• **課題一覧**
A – 文書抜粋の内容を二文で要約せよ。
B – 文書抜粋のうち、「1 保険業界は「チャレンジしないリスク」をどう乗り越えるか」から「き合うべきテーマと感じます。」までを、末尾の語句も含めて一字一句そのまま書き写してください。

• **文書抜粋**
= = = = =
1 保険業界は「チャレンジしないリスク」をどう乗り越えるか

今年3月、金融庁が公表した「AIディスカッションペーパー(第1.0版)」は、金融分野でのAI活用における初期的な論点を整理したものです。概要版でも41p、本文が55pにおよぶ大部の資料ですが、特に読むべき部分は概要版の18p~28pです。

今回は、本書の位置づけを確認しつつ、AIを活用するにあたっての課題と対応の方向性や取り組み事例のうち特に保険業界において念頭に置くべき論点について述べたいと思います。

https://www.fsa.go.jp/news/r6/sonota/20250304/aidp_summary.pdf

保険分野は、近年特に非保険分野への進出などの話題が広く聞かれるようになってきましたが、従来から固有業務に集中するように法体系が整備されており、新技術に対して慎重な姿勢をとりがちです。

同ペーパーで指摘される「チャレンジしないリスク」(ディスカッションペーパー本文 4p)は、保険業界こそ真正面から向き合うべきテーマと感じます。
= = = = =
• **エントリ抜粋**
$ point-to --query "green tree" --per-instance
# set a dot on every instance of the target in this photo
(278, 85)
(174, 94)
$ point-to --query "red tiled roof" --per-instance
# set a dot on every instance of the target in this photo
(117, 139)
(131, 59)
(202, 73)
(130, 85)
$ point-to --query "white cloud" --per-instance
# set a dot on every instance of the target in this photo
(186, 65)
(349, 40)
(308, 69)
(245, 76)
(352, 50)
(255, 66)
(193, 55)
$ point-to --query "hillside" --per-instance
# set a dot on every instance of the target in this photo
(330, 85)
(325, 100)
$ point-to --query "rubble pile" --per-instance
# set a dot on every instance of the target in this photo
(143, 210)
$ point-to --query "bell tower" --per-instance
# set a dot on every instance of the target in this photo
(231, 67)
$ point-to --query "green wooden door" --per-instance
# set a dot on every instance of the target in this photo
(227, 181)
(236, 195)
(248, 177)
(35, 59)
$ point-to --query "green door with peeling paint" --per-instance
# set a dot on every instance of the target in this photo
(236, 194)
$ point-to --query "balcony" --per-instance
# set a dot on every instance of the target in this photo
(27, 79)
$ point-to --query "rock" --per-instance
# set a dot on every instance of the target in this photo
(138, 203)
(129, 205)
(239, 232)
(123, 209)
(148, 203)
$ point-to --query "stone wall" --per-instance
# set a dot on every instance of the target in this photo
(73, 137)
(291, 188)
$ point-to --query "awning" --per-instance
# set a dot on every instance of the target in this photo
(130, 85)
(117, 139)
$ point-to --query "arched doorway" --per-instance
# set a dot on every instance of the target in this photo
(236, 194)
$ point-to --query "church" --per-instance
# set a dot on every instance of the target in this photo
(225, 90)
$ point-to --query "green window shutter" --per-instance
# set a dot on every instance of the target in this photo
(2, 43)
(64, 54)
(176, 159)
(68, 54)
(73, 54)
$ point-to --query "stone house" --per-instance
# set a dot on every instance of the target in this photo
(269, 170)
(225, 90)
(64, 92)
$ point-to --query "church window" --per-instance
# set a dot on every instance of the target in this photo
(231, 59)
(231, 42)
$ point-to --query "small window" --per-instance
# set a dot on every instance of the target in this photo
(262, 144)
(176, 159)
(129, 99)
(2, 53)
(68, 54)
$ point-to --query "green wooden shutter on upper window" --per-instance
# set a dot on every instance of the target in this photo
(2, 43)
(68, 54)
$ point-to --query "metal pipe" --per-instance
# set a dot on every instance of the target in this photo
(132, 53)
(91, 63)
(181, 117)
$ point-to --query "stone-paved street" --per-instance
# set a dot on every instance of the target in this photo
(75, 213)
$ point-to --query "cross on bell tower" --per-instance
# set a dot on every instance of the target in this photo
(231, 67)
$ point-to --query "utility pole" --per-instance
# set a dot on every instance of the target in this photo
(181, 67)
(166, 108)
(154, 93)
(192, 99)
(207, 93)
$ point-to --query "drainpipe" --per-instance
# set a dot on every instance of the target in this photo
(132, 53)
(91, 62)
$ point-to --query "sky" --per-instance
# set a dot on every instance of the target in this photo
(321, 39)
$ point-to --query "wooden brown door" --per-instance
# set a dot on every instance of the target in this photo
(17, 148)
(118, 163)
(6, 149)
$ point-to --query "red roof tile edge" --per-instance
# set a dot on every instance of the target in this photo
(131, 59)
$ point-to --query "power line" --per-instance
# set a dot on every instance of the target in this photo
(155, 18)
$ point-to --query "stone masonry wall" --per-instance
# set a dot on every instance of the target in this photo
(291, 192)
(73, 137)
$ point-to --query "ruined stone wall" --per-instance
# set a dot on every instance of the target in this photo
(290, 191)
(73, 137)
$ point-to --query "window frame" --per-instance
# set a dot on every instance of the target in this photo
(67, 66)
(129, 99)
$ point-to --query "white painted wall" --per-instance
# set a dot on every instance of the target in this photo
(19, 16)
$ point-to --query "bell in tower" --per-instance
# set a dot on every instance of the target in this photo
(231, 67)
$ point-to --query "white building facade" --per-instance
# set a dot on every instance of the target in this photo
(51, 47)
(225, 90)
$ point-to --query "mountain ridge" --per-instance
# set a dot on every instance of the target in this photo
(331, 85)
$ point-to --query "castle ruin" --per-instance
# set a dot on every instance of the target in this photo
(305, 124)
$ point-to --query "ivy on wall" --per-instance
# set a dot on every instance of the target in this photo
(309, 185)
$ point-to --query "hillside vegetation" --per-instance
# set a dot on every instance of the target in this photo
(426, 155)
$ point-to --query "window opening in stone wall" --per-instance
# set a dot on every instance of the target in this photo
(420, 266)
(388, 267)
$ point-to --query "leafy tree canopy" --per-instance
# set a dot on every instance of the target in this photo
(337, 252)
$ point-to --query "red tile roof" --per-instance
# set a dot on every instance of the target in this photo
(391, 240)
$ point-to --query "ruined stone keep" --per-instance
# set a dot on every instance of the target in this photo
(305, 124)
= = = = =
• **解答一覧**
A – 金融庁が今年3月に公表した「AIディスカッションペーパー(第1.0版)」は、金融分野でのAI活用における初期的な論点を整理した資料で、特に読むべき部分は概要版の18p~28pとされている。保険分野は固有業務に集中するよう法体系が整備されていて新技術に慎重な姿勢をとりがちであり、同ペーパーが指摘する「チャレンジしないリスク」は保険業界こそ真正面から向き合うべきテーマだと述べられている。

B –
1 保険業界は「チャレンジしないリスク」をどう乗り越えるか

今年3月、金融庁が公表した「AIディスカッションペーパー(第1.0版)」は、金融分野でのAI活用における初期的な論点を整理したものです。概要版でも41p、本文が55pにおよぶ大部の資料ですが、特に読むべき部分は概要版の18p~28pです。

今回は、本書の位置づけを確認しつつ、AIを活用するにあたっての課題と対応の方向性や取り組み事例のうち特に保険業界において念頭に置くべき論点について述べたいと思います。

https://www.fsa.go.jp/news/r6/sonota/20250304/aidp_summary.pdf

保険分野は、近年特に非保険分野への進出などの話題が広く聞かれるようになってきましたが、従来から固有業務に集中するように法体系が整備されており、新技術に対して慎重な姿勢をとりがちです。

同ペーパーで指摘される「チャレンジしないリスク」(ディスカッションペーパー本文 4p)は、保険業界こそ真正面から向き合うべきテーマと感じます。